From the listing below, extract every line that contains the word "blue" and reproduce each such line in full.

== Provided records

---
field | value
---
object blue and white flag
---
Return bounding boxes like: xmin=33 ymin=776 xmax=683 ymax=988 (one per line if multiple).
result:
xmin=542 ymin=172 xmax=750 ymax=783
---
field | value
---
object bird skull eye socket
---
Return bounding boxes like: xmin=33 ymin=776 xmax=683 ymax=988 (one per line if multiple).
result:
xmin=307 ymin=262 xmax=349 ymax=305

====
== Provided records

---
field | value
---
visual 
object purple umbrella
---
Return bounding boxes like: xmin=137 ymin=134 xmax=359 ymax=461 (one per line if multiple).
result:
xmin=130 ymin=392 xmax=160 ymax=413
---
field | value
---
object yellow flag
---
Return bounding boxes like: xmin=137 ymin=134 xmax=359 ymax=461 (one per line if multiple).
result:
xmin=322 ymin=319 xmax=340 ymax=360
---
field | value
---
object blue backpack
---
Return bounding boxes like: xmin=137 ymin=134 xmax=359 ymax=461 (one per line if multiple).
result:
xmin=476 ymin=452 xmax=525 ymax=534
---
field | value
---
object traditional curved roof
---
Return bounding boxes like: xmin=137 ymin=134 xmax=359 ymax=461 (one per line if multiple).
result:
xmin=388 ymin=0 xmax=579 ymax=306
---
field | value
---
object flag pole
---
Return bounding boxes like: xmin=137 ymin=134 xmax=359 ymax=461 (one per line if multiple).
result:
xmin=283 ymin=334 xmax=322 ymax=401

====

== Finished exercise ==
object blue and white flag
object blue backpack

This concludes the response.